▼▼▼
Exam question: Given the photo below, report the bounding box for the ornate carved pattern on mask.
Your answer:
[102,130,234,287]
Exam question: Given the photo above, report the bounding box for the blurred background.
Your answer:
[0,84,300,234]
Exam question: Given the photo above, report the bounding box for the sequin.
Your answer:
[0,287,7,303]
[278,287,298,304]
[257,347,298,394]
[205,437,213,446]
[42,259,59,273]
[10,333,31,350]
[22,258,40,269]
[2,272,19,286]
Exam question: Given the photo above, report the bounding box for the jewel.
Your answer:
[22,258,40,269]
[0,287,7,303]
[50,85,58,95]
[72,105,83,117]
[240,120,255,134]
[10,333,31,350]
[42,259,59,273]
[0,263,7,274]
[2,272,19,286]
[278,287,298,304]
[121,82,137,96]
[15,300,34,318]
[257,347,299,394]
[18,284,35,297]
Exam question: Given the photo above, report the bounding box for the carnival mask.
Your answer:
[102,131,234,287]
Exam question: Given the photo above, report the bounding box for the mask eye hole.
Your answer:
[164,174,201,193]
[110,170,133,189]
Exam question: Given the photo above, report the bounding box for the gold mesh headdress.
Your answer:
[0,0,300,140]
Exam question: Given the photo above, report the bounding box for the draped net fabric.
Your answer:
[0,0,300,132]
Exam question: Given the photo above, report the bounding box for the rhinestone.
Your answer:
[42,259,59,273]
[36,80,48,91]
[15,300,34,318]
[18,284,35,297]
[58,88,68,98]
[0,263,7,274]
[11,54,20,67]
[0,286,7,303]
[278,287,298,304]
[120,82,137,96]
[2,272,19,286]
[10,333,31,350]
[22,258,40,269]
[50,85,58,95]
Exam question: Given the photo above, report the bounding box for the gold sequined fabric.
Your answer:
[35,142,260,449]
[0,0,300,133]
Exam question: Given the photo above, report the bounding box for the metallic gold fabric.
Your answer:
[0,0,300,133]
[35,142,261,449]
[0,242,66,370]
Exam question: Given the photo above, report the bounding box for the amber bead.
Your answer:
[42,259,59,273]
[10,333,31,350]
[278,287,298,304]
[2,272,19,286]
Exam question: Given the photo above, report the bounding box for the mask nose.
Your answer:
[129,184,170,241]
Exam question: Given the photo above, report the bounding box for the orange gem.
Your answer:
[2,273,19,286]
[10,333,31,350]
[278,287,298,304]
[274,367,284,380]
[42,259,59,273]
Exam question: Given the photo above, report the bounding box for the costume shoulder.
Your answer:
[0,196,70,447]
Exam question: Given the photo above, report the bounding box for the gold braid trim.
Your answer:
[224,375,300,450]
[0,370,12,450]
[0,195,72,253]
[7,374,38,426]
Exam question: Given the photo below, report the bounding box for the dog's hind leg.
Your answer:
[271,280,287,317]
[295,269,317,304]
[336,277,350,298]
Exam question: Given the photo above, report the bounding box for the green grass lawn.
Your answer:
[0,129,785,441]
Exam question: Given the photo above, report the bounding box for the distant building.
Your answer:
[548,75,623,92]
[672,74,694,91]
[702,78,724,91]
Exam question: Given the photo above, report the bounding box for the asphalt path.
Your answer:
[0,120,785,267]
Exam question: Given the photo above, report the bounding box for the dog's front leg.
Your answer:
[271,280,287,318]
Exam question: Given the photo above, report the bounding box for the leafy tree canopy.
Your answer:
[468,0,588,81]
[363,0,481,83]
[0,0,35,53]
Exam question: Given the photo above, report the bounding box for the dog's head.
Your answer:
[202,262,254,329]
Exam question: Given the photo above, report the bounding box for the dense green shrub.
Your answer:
▲▲▲
### [Request]
Convert all the items above into a numbered list, one line per number, and leave out any blank lines.

### [Full response]
1. Exam question: Given the photo below, report the bounding box for the ornate carved pattern on mask.
2. Your answer:
3. [102,130,234,287]
4. Exam question: Given the photo above, report the bounding box for the blurred background.
5. Your answer:
6. [0,84,300,234]
7. Exam question: Given the photo above, report the bounding box for the sequin.
8. Your answer:
9. [0,287,7,303]
10. [278,287,298,304]
11. [257,347,298,394]
12. [205,437,213,446]
13. [42,259,59,273]
14. [10,333,31,350]
15. [22,258,40,269]
16. [2,272,19,286]
17. Exam question: Given the photo above, report the bounding box for the jewel.
18. Your answer:
19. [22,258,40,269]
20. [0,287,7,303]
21. [50,85,58,95]
22. [72,105,83,117]
23. [240,120,255,134]
24. [10,333,31,350]
25. [42,259,59,273]
26. [0,263,7,274]
27. [2,272,19,286]
28. [278,287,298,304]
29. [121,82,137,96]
30. [15,300,34,318]
31. [257,347,299,394]
32. [18,284,35,297]
33. Exam question: Given the photo above, report the bounding box for the carnival mask.
34. Your answer:
35. [102,131,234,287]
36. Exam question: Given the photo above, report the bounding box for the mask eye hole.
37. Your answer:
38. [164,174,201,193]
39. [110,170,133,189]
40. Exam question: Given the photo above, report the bounding box for the gold mesh headdress.
41. Your answer:
42. [0,0,300,140]
43. Exam question: Given the photo above, report the bounding box for the draped net fabric.
44. Your answer:
45. [0,0,300,132]
46. Exam question: Given the photo above, report the bounding box for the rhinestone.
47. Your answer:
48. [42,259,59,273]
49. [36,80,48,91]
50. [15,300,34,318]
51. [18,284,35,297]
52. [58,88,68,98]
53. [0,263,7,274]
54. [11,54,20,67]
55. [0,286,7,303]
56. [278,287,298,304]
57. [120,82,137,96]
58. [2,272,19,286]
59. [10,333,31,350]
60. [22,258,40,269]
61. [50,85,58,95]
62. Exam question: Given the photo above, report the bounding box for the gold sequined fabric.
63. Your answer:
64. [35,142,260,449]
65. [0,0,300,133]
66. Exam question: Given the photo above, report the bounding box for the metallic gold fabric.
67. Your answer:
68. [0,0,300,133]
69. [35,142,261,449]
70. [0,242,66,370]
71. Exam question: Given the photo above, report the bounding box for the amber bead.
72. Your answer:
73. [42,259,59,273]
74. [10,333,31,350]
75. [278,287,298,304]
76. [2,272,19,286]
77. Exam question: Given the photo above, report the bounding box for the mask nose.
78. Your answer:
79. [129,184,170,241]
80. Exam question: Given the photo above, report the bounding box for the orange gem.
81. Your answer:
82. [2,273,19,286]
83. [10,333,31,350]
84. [278,287,298,304]
85. [274,367,284,380]
86. [42,259,59,273]
87. Exam question: Given the photo above, report the bounding box for the costume shoulder.
88. Your answer:
89. [0,196,70,447]
90. Exam question: Given the photo above, report the bounding box for the gold braid trim.
91. Your answer:
92. [224,375,300,450]
93. [0,370,12,450]
94. [0,195,72,253]
95. [7,374,38,426]
96. Exam question: Given the photo below, report the bounding box for the dog's hind leg.
97. Your answer:
98. [271,280,287,317]
99. [295,269,317,304]
100. [336,277,350,298]
101. Exam question: Given the photo above, report the bounding box for the green grass lawn.
102. Your answer:
103. [0,129,785,441]
104. Exam question: Given the photo above, report the bounding box for the distant building.
105. Your answer:
106. [548,75,623,92]
107. [672,74,694,91]
108. [702,78,724,91]
109. Exam question: Given the photo above, report the bounding box for the asphalt path.
110. Your answer:
111. [0,120,785,267]
112. Exam question: Given the photo above, report the bounding box for the dog's front leg.
113. Your answer:
114. [271,280,287,318]
115. Exam question: Given the photo above, report the bounding box for the leafy tree canopy.
116. Your answer:
117. [468,0,588,81]
118. [363,0,481,83]
119. [0,0,35,53]
120. Exam question: Given the photo above, report the bounding box for the dog's head.
121. Your answer:
122. [202,262,254,329]
123. Exam question: Given the photo above, report the bounding box for the dense green shrub.
124. Your answer:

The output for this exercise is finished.